▸ **Material provided**
::::

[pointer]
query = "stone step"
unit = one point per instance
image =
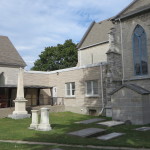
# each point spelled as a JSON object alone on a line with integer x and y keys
{"x": 110, "y": 136}
{"x": 90, "y": 121}
{"x": 89, "y": 132}
{"x": 143, "y": 129}
{"x": 111, "y": 123}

::::

▸ **How to complete this task**
Return, word for word, the line containing "# each point" and all lines after it through the last line of the records, and nothing else.

▸ **Task result**
# each point spelled as a JSON object alone on a line with integer x and y keys
{"x": 110, "y": 136}
{"x": 90, "y": 121}
{"x": 89, "y": 132}
{"x": 143, "y": 129}
{"x": 111, "y": 123}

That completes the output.